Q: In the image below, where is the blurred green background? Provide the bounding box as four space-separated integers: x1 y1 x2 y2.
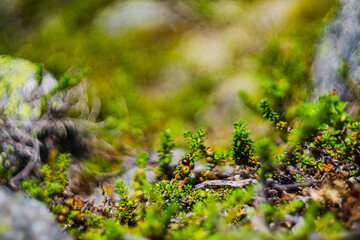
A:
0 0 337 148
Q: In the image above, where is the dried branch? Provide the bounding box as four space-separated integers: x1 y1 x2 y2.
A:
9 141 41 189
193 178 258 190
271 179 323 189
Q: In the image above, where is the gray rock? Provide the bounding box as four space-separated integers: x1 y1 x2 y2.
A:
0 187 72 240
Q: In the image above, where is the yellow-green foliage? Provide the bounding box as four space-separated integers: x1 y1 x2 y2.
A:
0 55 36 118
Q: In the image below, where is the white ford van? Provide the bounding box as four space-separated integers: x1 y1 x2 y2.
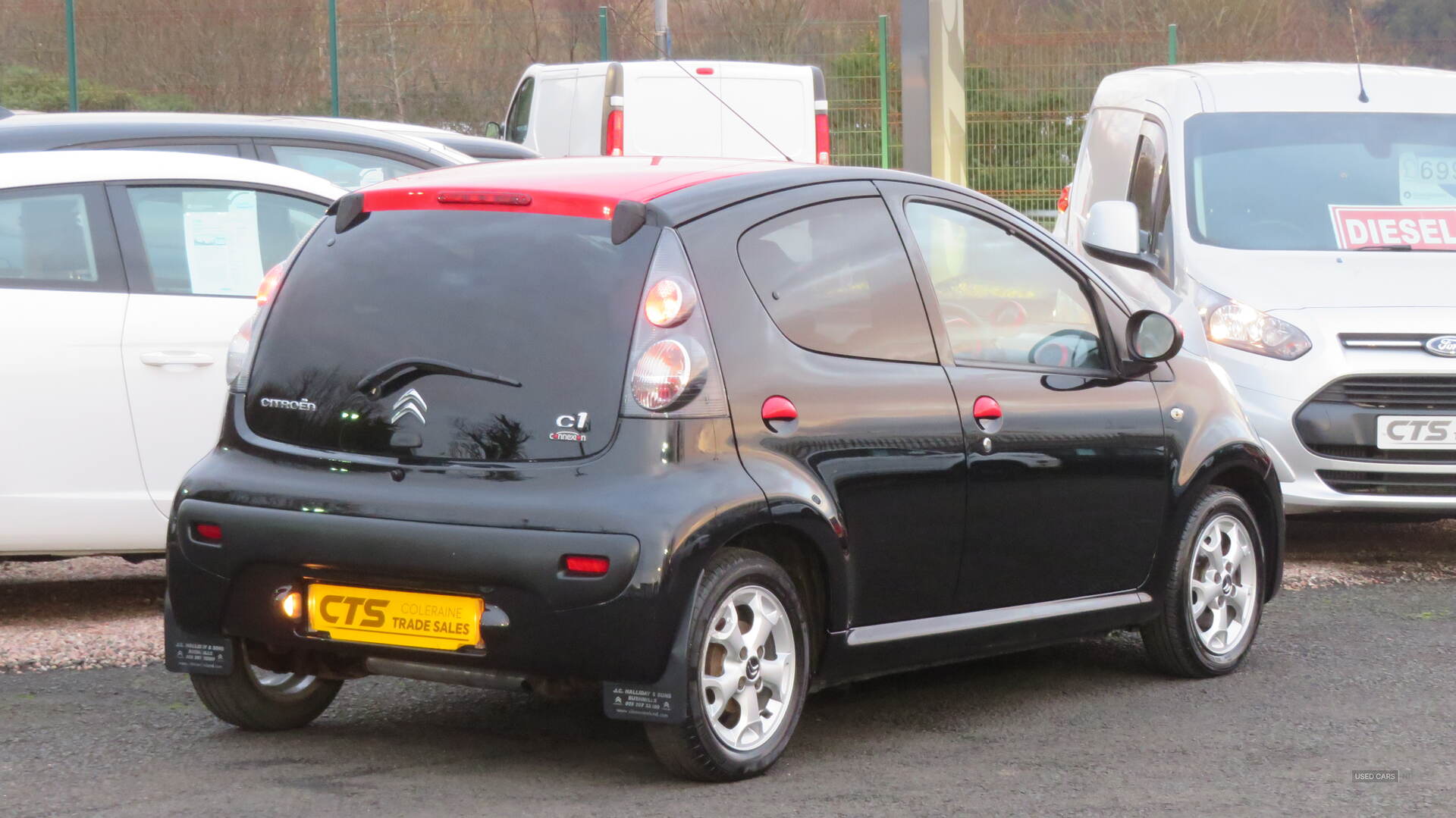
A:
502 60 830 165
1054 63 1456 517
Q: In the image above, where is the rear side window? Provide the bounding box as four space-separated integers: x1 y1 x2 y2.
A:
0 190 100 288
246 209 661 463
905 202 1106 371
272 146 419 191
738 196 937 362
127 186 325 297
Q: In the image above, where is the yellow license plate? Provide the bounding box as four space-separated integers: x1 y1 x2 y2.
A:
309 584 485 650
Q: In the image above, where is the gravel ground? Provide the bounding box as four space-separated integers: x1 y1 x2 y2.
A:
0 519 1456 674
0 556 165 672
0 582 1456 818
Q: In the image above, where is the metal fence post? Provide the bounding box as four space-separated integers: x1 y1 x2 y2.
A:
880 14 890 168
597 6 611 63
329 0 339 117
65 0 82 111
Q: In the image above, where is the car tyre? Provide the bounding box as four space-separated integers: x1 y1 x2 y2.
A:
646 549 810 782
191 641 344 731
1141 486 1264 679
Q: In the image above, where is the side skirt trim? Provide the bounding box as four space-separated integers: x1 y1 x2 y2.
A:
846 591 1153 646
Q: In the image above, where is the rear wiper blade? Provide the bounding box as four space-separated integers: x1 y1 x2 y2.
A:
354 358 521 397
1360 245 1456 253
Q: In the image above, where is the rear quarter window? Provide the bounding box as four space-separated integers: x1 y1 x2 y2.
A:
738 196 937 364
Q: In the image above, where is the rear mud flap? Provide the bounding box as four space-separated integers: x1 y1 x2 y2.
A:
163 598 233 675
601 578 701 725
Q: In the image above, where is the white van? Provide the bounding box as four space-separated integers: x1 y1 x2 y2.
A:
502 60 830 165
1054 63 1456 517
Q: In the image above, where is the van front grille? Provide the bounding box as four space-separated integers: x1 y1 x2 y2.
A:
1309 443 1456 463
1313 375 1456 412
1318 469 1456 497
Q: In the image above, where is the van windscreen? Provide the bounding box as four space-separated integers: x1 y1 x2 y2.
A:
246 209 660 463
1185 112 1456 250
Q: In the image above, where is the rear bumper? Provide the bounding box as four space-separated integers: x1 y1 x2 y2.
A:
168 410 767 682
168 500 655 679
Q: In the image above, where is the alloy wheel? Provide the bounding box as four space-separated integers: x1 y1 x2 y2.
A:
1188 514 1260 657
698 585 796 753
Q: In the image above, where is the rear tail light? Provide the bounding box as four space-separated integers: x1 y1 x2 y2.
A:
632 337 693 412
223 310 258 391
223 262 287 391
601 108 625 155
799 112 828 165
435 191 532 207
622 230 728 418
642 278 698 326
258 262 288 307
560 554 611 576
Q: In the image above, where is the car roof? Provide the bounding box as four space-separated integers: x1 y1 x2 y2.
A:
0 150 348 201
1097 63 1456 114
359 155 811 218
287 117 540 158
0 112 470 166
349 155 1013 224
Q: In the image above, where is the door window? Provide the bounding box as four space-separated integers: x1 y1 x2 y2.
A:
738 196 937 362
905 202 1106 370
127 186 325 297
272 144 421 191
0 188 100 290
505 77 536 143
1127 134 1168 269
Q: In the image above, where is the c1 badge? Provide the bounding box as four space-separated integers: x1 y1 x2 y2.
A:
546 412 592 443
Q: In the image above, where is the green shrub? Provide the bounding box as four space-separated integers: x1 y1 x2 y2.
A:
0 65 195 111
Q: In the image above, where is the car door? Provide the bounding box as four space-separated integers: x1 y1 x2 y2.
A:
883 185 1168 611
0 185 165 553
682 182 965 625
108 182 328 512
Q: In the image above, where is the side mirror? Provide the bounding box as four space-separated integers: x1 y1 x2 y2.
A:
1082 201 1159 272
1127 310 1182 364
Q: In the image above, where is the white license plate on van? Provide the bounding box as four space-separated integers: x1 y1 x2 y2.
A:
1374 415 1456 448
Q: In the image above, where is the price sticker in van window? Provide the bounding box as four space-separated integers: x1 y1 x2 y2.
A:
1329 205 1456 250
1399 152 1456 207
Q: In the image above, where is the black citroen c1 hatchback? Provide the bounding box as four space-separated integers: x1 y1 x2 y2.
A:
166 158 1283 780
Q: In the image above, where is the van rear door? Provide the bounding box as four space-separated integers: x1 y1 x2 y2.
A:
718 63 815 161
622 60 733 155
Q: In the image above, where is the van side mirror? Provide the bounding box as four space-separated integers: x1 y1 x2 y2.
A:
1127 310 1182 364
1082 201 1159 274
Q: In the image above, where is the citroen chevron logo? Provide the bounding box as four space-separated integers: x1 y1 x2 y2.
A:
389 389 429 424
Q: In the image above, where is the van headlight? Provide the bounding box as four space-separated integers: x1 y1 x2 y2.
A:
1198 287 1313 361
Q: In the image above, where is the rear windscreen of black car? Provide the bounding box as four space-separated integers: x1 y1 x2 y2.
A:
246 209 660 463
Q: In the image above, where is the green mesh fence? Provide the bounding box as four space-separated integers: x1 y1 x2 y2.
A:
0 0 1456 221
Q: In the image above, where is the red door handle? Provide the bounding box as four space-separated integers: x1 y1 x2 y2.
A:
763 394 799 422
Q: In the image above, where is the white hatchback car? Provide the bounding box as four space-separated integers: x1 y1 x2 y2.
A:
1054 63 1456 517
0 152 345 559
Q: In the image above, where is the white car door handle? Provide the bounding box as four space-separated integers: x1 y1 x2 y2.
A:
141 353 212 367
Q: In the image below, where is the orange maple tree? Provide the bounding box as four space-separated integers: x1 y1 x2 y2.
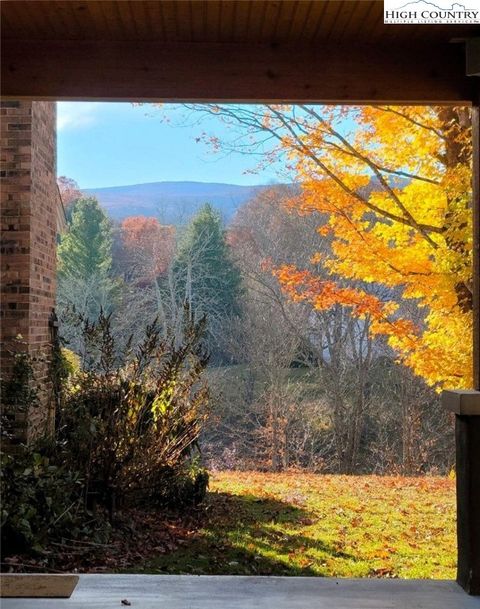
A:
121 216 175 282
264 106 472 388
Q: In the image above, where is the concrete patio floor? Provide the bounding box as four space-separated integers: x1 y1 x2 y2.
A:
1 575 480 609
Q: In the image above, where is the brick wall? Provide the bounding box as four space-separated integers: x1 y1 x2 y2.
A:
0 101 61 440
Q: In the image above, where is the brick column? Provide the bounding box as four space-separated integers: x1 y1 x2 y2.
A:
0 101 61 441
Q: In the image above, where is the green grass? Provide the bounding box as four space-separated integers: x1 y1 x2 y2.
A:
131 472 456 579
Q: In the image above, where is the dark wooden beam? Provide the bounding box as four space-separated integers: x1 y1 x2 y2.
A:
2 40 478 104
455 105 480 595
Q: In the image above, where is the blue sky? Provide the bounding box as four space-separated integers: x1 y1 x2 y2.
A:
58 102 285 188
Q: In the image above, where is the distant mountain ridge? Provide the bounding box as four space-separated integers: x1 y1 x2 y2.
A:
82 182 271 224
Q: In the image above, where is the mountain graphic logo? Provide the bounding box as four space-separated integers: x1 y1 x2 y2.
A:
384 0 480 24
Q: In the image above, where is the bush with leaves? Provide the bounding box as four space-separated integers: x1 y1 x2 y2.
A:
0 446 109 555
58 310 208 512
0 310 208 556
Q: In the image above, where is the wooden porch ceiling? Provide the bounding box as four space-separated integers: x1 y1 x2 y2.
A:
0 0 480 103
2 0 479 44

==

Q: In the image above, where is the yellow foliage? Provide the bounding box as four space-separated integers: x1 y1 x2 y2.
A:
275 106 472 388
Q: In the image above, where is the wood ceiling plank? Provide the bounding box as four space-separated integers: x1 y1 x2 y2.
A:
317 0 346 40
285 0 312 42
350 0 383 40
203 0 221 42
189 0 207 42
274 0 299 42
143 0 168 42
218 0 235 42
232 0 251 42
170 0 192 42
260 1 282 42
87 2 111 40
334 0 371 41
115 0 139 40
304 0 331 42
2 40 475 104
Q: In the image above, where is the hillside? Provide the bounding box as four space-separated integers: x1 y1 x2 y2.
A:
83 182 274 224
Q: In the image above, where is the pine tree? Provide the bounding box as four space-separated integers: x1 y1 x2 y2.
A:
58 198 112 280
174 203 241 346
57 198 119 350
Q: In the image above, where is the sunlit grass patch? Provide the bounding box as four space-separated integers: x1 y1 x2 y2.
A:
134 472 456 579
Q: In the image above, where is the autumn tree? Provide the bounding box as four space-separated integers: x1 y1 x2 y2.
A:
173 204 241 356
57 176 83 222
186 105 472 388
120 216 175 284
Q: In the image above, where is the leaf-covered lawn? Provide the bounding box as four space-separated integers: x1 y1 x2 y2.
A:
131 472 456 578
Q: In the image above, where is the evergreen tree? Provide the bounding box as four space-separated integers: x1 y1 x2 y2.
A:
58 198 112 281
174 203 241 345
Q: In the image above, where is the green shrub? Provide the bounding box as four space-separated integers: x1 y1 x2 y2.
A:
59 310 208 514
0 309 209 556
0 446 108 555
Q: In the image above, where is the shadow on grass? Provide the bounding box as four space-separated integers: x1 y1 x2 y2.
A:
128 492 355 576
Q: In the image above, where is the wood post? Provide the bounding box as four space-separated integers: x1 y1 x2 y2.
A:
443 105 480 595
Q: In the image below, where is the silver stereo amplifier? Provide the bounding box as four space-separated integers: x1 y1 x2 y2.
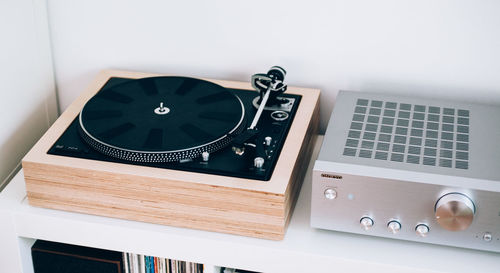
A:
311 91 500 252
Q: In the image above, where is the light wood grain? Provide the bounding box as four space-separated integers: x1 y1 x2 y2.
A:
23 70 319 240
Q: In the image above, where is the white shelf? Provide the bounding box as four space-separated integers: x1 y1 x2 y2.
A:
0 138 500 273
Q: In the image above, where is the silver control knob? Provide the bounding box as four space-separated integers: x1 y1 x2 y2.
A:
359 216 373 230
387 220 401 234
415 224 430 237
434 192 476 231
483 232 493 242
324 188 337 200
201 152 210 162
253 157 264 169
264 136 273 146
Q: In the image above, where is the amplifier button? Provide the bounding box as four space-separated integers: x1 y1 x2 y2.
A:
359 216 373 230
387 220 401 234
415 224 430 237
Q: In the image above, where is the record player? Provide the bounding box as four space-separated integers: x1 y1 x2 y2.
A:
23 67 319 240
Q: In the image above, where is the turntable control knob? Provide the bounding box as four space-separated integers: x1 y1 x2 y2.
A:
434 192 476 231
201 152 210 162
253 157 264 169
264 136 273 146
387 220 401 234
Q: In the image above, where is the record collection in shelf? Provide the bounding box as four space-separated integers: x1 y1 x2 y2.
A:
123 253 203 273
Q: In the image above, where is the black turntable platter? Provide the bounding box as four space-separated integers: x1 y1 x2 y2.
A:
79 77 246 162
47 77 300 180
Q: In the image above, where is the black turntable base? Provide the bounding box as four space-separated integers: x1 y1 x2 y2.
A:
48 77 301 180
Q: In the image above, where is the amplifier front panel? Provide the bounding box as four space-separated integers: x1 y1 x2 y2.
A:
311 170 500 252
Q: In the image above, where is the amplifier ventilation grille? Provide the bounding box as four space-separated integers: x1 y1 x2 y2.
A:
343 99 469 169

...

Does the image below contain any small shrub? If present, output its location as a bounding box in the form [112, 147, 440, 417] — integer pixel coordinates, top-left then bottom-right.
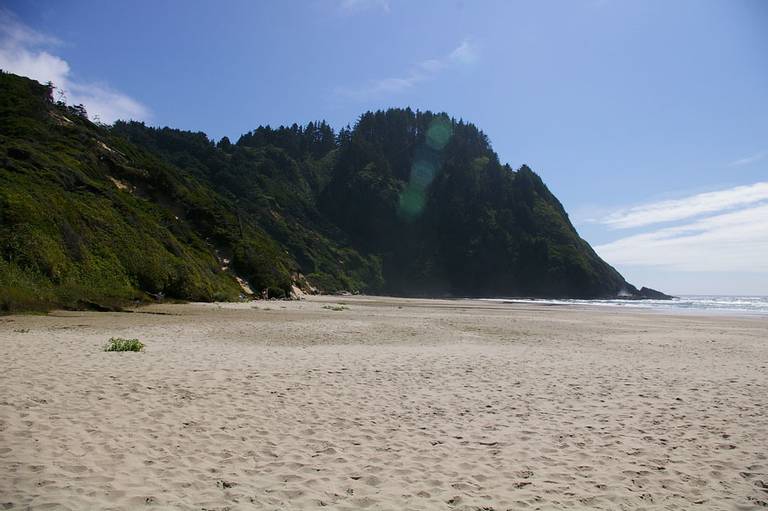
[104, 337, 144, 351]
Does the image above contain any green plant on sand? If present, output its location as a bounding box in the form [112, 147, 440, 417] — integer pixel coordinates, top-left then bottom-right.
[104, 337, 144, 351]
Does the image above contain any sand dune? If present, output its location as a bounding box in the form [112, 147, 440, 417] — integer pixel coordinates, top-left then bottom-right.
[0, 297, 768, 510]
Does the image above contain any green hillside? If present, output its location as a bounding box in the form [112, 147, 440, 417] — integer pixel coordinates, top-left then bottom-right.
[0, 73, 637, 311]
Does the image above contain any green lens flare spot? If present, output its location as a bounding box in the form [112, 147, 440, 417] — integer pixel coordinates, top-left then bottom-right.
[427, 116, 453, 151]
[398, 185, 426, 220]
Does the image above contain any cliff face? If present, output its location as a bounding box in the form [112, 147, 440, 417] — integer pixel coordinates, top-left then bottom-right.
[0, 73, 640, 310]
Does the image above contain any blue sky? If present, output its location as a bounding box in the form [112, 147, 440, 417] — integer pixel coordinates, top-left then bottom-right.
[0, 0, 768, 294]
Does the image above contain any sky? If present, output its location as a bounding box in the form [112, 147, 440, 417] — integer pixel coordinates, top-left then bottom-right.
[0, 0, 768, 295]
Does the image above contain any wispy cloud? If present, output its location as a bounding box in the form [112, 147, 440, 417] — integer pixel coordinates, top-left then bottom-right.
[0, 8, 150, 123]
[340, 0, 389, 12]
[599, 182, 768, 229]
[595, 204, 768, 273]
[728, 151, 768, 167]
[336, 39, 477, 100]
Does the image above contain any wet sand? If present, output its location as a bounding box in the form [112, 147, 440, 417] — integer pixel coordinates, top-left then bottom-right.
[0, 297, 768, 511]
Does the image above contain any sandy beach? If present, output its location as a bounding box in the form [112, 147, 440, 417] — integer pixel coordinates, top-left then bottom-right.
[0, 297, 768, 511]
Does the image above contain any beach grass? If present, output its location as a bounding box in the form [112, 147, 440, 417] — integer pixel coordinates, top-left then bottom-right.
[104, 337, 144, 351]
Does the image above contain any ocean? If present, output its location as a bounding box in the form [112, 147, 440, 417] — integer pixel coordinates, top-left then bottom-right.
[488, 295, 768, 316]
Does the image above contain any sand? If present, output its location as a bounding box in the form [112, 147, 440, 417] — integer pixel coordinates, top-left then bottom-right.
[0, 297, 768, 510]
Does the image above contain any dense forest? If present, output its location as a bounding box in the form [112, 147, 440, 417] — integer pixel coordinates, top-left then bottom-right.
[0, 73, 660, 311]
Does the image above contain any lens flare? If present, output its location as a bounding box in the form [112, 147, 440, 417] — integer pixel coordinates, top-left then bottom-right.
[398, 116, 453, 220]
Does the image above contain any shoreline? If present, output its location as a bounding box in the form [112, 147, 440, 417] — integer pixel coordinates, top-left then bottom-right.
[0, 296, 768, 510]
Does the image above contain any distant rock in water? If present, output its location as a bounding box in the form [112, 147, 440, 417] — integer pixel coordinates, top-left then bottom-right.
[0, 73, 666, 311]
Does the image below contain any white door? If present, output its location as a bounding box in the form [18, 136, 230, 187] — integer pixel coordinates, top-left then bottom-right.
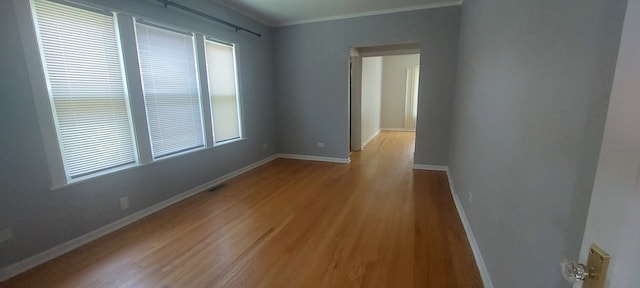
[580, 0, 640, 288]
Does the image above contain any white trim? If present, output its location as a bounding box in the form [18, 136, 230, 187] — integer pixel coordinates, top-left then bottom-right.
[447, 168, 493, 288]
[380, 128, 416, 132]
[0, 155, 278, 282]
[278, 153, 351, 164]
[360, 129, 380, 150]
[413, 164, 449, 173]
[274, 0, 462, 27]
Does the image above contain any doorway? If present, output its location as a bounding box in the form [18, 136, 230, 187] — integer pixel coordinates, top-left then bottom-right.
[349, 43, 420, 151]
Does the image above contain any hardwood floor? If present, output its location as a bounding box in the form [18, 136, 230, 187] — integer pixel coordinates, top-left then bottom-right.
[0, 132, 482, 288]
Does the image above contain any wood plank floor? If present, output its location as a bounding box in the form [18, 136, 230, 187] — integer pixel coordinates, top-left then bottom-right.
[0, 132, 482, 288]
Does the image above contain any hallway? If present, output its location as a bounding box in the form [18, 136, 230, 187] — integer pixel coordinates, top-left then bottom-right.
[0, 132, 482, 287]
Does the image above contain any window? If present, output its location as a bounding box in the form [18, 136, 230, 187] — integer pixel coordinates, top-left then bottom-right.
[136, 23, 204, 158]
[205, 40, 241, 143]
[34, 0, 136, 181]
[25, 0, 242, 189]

*Work to complete*. Could you pull out, word for word, the part of the rows that opens with the line containing "Q: In the image above, where is the white shelf?" and closes with the line containing "343 99 469 169", with both of those lines included?

*Answer*.
Q: In the image above, where is the white shelf? Provide the bounding box as four space-separated integers: x1 y1 x2 y2.
A:
0 138 500 273
Q: In the image above, where is the silver control knob? Provide the bounding box as four space-separated integers: x1 y1 x2 y2.
A:
359 216 373 230
387 220 401 234
415 224 430 237
434 192 476 231
483 232 493 242
324 188 337 200
201 152 210 162
253 157 264 169
264 136 273 146
Q: In the image above, where is the amplifier button? Provide the bounding box as four space-separated integers: x1 y1 x2 y2.
A:
359 216 373 230
387 220 401 234
415 224 430 237
Q: In the image above, where is the record player? Provide the bounding box as four space-separated integers: x1 y1 x2 y2.
A:
23 67 319 240
Q: In the image above, where is the turntable control knob? Provide the bounding box as four space-separated integers: x1 y1 x2 y2.
A:
434 192 476 231
201 152 210 162
253 157 264 169
264 136 273 146
387 220 401 234
Q: In the image above, where is the record collection in shelf? Provide the bounding box as four space-separated integers: x1 y1 x2 y2.
A:
123 253 203 273
Q: In the image above, where is the black turntable platter? Provide the bounding box as four space-separated integers: x1 y1 x2 y2.
A:
79 77 246 162
47 77 300 180
Q: In the image above, where is the black turntable base? Provide the bounding box as four space-separated integers: x1 y1 x2 y2.
A:
48 77 301 180
Q: In the image above, where is the amplifier front panel? Provide the bounding box as four space-separated integers: x1 y1 x2 y2.
A:
311 170 500 252
Q: In the image above, where is the amplifier ventilation grille? Provide the bounding box as four space-separated integers: x1 y1 x2 y2.
A:
343 99 469 169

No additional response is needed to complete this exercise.